Determine how many lines of the material below contain the word "bear". State the number alone.

☆ ☆ ☆

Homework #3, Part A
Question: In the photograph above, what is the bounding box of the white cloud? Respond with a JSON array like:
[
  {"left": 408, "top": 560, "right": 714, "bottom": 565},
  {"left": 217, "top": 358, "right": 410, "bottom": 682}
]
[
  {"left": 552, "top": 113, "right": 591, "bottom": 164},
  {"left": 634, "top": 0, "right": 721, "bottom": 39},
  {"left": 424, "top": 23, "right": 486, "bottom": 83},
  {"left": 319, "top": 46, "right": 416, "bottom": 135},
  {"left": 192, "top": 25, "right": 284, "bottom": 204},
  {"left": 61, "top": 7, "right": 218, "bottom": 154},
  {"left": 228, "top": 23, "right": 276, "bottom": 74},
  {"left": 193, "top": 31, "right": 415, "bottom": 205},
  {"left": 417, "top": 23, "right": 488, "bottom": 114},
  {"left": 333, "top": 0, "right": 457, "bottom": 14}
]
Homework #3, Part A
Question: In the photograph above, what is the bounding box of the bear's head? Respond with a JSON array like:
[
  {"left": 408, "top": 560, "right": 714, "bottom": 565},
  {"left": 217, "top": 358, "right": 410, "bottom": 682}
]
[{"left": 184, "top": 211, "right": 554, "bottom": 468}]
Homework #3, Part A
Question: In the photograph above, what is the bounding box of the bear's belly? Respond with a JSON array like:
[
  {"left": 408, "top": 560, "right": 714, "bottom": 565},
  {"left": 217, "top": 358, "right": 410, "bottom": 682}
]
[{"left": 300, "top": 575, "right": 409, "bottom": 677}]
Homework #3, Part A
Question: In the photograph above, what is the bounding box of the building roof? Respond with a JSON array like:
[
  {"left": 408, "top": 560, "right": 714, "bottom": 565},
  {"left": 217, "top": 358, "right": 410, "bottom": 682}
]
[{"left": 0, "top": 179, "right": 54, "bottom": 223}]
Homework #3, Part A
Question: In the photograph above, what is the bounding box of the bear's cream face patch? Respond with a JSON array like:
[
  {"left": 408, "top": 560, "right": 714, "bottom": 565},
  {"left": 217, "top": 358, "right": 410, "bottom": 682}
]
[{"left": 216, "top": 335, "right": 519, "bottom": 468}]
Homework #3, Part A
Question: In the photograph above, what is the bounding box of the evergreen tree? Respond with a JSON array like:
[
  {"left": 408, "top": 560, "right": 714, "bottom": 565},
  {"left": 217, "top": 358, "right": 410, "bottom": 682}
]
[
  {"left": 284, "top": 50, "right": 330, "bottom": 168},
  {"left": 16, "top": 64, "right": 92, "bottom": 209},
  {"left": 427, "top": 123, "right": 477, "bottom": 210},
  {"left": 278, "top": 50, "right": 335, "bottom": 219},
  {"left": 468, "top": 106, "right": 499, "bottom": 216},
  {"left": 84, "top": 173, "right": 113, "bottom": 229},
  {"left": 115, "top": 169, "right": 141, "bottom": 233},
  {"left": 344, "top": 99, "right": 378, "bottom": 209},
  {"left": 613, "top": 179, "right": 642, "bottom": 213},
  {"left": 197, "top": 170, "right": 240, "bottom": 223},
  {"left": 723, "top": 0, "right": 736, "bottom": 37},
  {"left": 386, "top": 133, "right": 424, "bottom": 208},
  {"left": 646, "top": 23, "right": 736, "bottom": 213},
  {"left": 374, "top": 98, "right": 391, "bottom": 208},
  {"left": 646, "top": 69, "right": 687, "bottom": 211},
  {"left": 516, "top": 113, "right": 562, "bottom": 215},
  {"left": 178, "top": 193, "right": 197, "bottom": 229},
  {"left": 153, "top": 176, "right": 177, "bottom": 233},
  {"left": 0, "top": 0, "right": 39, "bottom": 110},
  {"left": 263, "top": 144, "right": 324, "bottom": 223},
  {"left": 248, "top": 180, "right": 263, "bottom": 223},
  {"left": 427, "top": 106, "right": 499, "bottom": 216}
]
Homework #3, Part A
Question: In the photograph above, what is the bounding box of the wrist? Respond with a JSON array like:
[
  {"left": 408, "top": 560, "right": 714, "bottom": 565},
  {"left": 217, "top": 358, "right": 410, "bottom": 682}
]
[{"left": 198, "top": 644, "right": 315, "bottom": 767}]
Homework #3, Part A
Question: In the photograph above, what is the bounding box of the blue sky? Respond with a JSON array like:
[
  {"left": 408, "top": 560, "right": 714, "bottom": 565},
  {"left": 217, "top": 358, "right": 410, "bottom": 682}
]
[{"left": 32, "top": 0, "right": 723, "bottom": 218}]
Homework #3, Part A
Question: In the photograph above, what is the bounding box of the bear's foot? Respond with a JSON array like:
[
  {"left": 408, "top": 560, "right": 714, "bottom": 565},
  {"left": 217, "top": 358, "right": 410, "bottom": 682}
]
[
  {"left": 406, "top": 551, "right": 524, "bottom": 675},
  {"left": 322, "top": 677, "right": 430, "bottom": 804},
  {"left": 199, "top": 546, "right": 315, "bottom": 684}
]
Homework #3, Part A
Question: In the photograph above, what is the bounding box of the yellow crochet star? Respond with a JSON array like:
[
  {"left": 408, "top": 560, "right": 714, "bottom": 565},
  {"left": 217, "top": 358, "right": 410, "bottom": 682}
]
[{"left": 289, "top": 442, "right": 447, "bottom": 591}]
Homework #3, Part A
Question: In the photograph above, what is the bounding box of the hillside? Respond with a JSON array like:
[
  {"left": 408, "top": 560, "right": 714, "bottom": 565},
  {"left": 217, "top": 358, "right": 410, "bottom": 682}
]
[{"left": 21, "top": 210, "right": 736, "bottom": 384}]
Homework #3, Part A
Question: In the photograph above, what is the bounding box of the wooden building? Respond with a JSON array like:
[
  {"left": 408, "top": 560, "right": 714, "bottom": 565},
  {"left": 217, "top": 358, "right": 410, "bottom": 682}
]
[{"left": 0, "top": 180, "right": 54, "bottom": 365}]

☆ ☆ ☆

Output below:
4